- _Problem statement_
Rewrite all the rows below, swapping "service" for "tool" at every occurrence and keeping everything else the same. Omit the pictures from your version.

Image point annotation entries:

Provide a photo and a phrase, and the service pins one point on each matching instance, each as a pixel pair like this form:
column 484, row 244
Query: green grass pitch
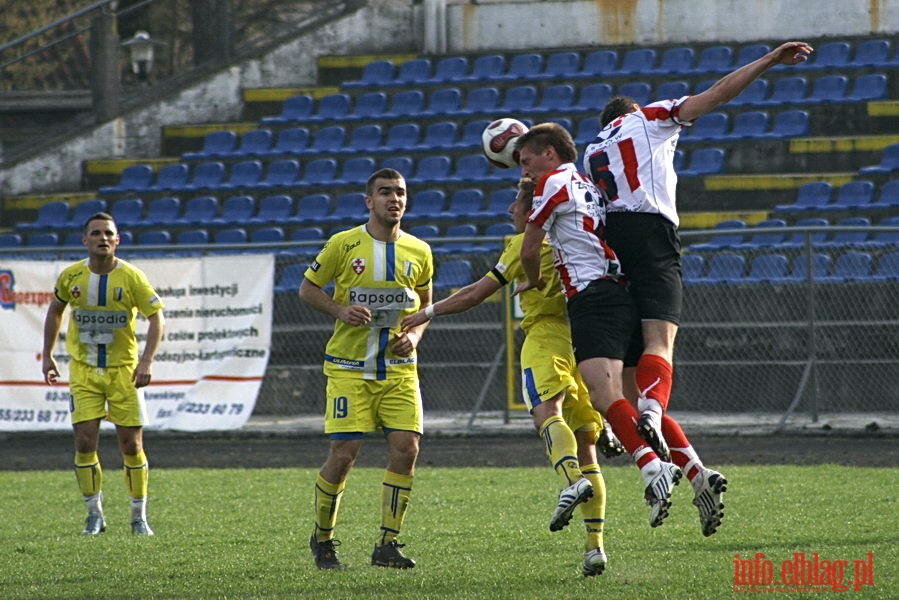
column 476, row 534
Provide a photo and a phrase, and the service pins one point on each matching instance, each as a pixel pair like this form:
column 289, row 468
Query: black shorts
column 648, row 247
column 603, row 319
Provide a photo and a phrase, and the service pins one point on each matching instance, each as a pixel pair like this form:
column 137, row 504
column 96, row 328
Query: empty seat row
column 607, row 63
column 770, row 233
column 820, row 196
column 731, row 267
column 564, row 98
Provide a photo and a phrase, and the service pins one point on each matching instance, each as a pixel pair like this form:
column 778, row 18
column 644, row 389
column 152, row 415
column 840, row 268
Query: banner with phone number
column 210, row 364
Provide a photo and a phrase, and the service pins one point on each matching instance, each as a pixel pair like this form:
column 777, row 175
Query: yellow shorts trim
column 362, row 405
column 106, row 393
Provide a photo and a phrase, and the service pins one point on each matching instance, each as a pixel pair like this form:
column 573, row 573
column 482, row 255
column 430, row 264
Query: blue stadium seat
column 710, row 126
column 282, row 174
column 355, row 171
column 413, row 72
column 760, row 240
column 375, row 73
column 439, row 135
column 555, row 99
column 488, row 67
column 313, row 208
column 295, row 109
column 464, row 203
column 201, row 210
column 364, row 138
column 810, row 196
column 592, row 98
column 676, row 61
column 402, row 136
column 889, row 162
column 480, row 100
column 462, row 230
column 871, row 53
column 215, row 145
column 273, row 209
column 206, row 176
column 821, row 265
column 704, row 161
column 426, row 204
column 789, row 123
column 524, row 66
column 735, row 228
column 671, row 90
column 450, row 70
column 236, row 210
column 51, row 215
column 714, row 59
column 560, row 65
column 755, row 93
column 751, row 124
column 849, row 238
column 443, row 101
column 727, row 267
column 83, row 210
column 330, row 107
column 693, row 266
column 369, row 105
column 291, row 141
column 867, row 87
column 772, row 268
column 135, row 178
column 127, row 212
column 597, row 64
column 170, row 177
column 453, row 274
column 828, row 88
column 638, row 61
column 640, row 91
column 244, row 175
column 789, row 90
column 257, row 142
column 850, row 267
column 853, row 195
column 162, row 212
column 328, row 140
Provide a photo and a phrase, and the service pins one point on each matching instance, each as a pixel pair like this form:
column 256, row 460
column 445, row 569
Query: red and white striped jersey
column 632, row 159
column 569, row 208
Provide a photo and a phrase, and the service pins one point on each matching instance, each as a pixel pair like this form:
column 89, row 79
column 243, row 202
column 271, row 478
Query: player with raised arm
column 551, row 386
column 380, row 275
column 632, row 161
column 105, row 374
column 568, row 208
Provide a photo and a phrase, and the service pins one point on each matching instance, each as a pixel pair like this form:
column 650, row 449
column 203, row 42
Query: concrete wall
column 392, row 26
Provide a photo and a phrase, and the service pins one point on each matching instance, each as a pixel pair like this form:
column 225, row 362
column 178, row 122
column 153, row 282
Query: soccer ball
column 498, row 142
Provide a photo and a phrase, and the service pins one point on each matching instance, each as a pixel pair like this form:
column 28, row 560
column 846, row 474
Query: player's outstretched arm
column 460, row 301
column 729, row 87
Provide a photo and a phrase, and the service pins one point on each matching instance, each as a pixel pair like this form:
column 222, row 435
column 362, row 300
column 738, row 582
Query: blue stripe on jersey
column 381, row 363
column 101, row 290
column 391, row 261
column 530, row 387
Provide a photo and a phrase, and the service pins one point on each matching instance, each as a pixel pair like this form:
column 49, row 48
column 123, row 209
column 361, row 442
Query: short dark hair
column 542, row 135
column 101, row 216
column 386, row 173
column 614, row 108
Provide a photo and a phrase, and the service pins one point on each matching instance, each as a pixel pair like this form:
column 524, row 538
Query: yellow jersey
column 103, row 311
column 382, row 276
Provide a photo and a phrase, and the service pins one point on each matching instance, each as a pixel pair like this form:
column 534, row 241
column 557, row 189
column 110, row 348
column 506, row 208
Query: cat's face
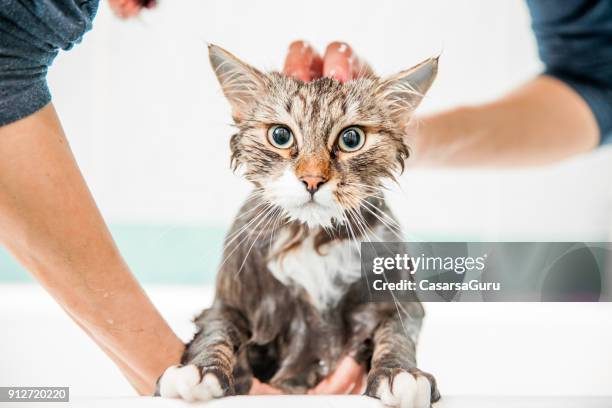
column 319, row 149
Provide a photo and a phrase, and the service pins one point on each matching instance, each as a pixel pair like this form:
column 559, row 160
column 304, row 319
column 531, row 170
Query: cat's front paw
column 403, row 388
column 193, row 383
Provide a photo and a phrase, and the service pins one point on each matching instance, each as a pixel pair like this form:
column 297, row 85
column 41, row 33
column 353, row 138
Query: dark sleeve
column 31, row 35
column 575, row 44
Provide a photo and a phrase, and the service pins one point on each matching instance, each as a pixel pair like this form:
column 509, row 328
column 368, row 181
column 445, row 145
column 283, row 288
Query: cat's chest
column 324, row 274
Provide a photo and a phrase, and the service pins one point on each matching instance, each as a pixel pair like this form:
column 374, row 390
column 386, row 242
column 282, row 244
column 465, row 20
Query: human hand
column 348, row 378
column 339, row 62
column 130, row 8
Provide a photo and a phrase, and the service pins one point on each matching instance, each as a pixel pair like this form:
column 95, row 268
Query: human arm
column 541, row 122
column 50, row 223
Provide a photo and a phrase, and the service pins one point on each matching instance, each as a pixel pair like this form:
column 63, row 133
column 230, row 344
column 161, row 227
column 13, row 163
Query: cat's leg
column 209, row 360
column 394, row 377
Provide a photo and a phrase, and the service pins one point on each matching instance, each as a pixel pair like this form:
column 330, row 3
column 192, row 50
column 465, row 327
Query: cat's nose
column 312, row 183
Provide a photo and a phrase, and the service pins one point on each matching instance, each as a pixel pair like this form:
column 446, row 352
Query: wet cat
column 288, row 304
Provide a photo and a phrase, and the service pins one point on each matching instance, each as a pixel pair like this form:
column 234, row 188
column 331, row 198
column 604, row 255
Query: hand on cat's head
column 339, row 62
column 130, row 8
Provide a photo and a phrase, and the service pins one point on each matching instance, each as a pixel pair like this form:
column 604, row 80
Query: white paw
column 406, row 391
column 185, row 382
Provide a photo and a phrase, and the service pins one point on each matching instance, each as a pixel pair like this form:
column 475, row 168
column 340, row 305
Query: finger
column 359, row 387
column 342, row 379
column 125, row 8
column 303, row 62
column 259, row 388
column 341, row 63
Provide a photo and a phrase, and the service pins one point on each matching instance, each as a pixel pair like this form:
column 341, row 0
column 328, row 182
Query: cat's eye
column 351, row 139
column 280, row 136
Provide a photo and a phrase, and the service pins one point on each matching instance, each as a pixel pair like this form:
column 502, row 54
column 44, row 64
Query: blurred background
column 150, row 128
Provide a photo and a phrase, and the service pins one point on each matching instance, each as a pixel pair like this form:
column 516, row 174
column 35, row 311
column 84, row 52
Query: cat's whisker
column 243, row 230
column 231, row 237
column 270, row 218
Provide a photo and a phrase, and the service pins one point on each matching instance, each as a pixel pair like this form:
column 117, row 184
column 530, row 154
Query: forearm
column 49, row 221
column 542, row 122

- _Output_
Provide a photo and a phrase, and the tool pins one point on each matching instance, each as a pixel pair like this form:
column 484, row 244
Query: green grass pitch
column 476, row 534
Provide a photo and a phrase, and the tool pins one point on each matching instance, each as a pixel pair like this form:
column 289, row 468
Query: black shorts
column 648, row 247
column 603, row 319
Provide a photo and a phrase, and the tool pins one point on each matching instance, each as a pixel pair like this form:
column 137, row 504
column 96, row 328
Query: empty seat row
column 607, row 63
column 770, row 233
column 820, row 196
column 731, row 267
column 564, row 98
Provide a photo and a phrase, and the tool pins one point on each matching instance, each as a pixel pair like this form:
column 778, row 18
column 644, row 389
column 152, row 415
column 840, row 268
Query: banner with phone number
column 210, row 364
Provide a photo and a phrase, and the tool pins one point on each matching instance, each as a pixel pair like this form:
column 777, row 175
Query: yellow shorts trim
column 362, row 405
column 106, row 393
Provide a photo and a phrase, and the tool pins one point on each matching instance, each as a pixel pair like this form:
column 573, row 573
column 482, row 255
column 430, row 264
Query: blue stadium seat
column 710, row 126
column 282, row 174
column 355, row 171
column 413, row 72
column 760, row 240
column 375, row 73
column 439, row 135
column 555, row 99
column 488, row 67
column 313, row 208
column 295, row 109
column 464, row 203
column 201, row 210
column 364, row 138
column 810, row 196
column 592, row 98
column 676, row 61
column 402, row 136
column 889, row 162
column 480, row 100
column 462, row 230
column 871, row 53
column 215, row 145
column 273, row 209
column 206, row 176
column 821, row 265
column 704, row 161
column 426, row 204
column 789, row 123
column 524, row 66
column 735, row 228
column 671, row 90
column 450, row 70
column 236, row 210
column 51, row 215
column 714, row 59
column 560, row 65
column 755, row 93
column 751, row 124
column 849, row 238
column 443, row 101
column 727, row 267
column 83, row 210
column 330, row 107
column 693, row 266
column 369, row 105
column 291, row 141
column 867, row 87
column 772, row 268
column 135, row 178
column 127, row 212
column 597, row 64
column 170, row 177
column 453, row 274
column 828, row 88
column 638, row 61
column 640, row 91
column 244, row 175
column 789, row 90
column 257, row 142
column 850, row 267
column 853, row 195
column 162, row 212
column 328, row 140
Provide a photo and a phrase, and the tool pins one point on each matching instance, each as a pixel pair like this form:
column 256, row 460
column 445, row 569
Query: red and white striped jersey
column 632, row 159
column 569, row 208
Provide a photo and a phrase, and the tool pins one point on each matching instance, each as a pixel pair like this form:
column 89, row 79
column 243, row 202
column 271, row 478
Query: player with raised arm
column 551, row 386
column 380, row 275
column 632, row 161
column 105, row 374
column 568, row 208
Provide a photo and a phrase, and the tool pins one point on each matching instance, each as a pixel pair like this form:
column 650, row 449
column 203, row 42
Query: concrete wall
column 392, row 26
Provide a photo and a phrase, and the tool pins one point on each matching instance, each as a pixel pair like this form:
column 225, row 362
column 178, row 122
column 153, row 282
Query: soccer ball
column 498, row 142
Provide a photo and a phrase, and the tool pins one point on each matching instance, each as a pixel pair like this form:
column 28, row 560
column 846, row 474
Query: player's outstretched arm
column 460, row 301
column 729, row 87
Provide a photo and a phrase, and the tool pins one point on each matching instance, each as a pixel pair like this form:
column 222, row 435
column 362, row 300
column 738, row 582
Query: blue stripe on jersey
column 381, row 363
column 101, row 290
column 391, row 261
column 530, row 387
Provide a photo and a phrase, and the tool pins one point on each matching instance, each as a pixel pair like this form:
column 49, row 48
column 123, row 209
column 361, row 442
Query: short dark hair
column 542, row 135
column 101, row 216
column 386, row 173
column 614, row 108
Provide a photo and a phrase, and the tool pins one point on each matching instance, each as a pixel pair like this form:
column 524, row 538
Query: yellow jersey
column 103, row 311
column 382, row 276
Provide a photo and a phrase, and the tool pins one point on each matching instance, each as a pixel pair like this form:
column 534, row 241
column 557, row 189
column 110, row 348
column 506, row 208
Query: cat's face
column 319, row 149
Provide a photo and a phrase, and the tool pins one point on each matching instance, each as a pixel pair like this form:
column 559, row 160
column 304, row 319
column 531, row 170
Query: cat's front paw
column 403, row 388
column 193, row 383
Provide a photo and a phrase, and the tool pins one point on each matching instance, each as a pixel pair like this form:
column 297, row 85
column 41, row 33
column 353, row 138
Query: dark sleeve
column 31, row 35
column 575, row 44
Provide a photo and a phrase, and the tool pins one point on each matching instance, each as a pixel pair like this form:
column 509, row 328
column 368, row 181
column 445, row 145
column 283, row 288
Query: cat's chest
column 324, row 274
Provide a photo and a phrase, and the tool pins one point on each matching instance, each as a pixel pair like this form:
column 374, row 390
column 386, row 242
column 282, row 244
column 465, row 20
Query: human hand
column 348, row 378
column 339, row 62
column 130, row 8
Provide a photo and a phrase, and the tool pins one point on each matching instance, each as a pixel pair like this form:
column 95, row 268
Query: human arm
column 541, row 122
column 50, row 223
Provide a photo and a phrase, and the tool pins one point on each matching instance, each as a pixel pair like this form:
column 63, row 133
column 230, row 344
column 161, row 227
column 13, row 163
Query: cat's leg
column 209, row 360
column 394, row 377
Provide a photo and a phrase, and the tool pins one point on each matching instance, each as a pixel pair like this form:
column 330, row 3
column 192, row 50
column 465, row 327
Query: cat's nose
column 312, row 183
Provide a photo and a phrase, and the tool pins one point on each matching instance, each as a pixel pair like this form:
column 446, row 352
Query: wet cat
column 288, row 304
Provide a photo and a phrase, and the tool pins one point on each matching instance, each as a pixel pair like this form:
column 234, row 188
column 331, row 198
column 604, row 255
Query: hand on cat's head
column 339, row 62
column 130, row 8
Provide a photo and a phrase, and the tool pins one point on each matching instance, each as a pixel pair like this form:
column 604, row 80
Query: white paw
column 406, row 391
column 185, row 382
Provide a photo and a phrase, and the tool pins one point on each matching instance, each as a pixel pair like this form:
column 475, row 168
column 340, row 305
Query: finger
column 359, row 387
column 342, row 379
column 125, row 8
column 303, row 62
column 259, row 388
column 341, row 63
Provide a photo and a phrase, and the tool pins one point on each matching instance, each as a pixel pair like this form:
column 341, row 0
column 328, row 182
Query: cat's eye
column 351, row 139
column 280, row 136
Provide a photo and a phrase, and the tool pins one point on each matching instance, each as a pixel pair like this form:
column 502, row 54
column 44, row 64
Query: blurred background
column 150, row 128
Provide a photo and a phrase, and the tool pins one point on each matching instance, each as a pixel pair like this form:
column 516, row 174
column 35, row 311
column 84, row 52
Query: cat's whisker
column 243, row 230
column 231, row 237
column 270, row 218
Provide a photo and a phrase, and the tool pins one point on each matching instance, each as a pixel pair like this form:
column 117, row 184
column 530, row 154
Query: forearm
column 49, row 221
column 542, row 122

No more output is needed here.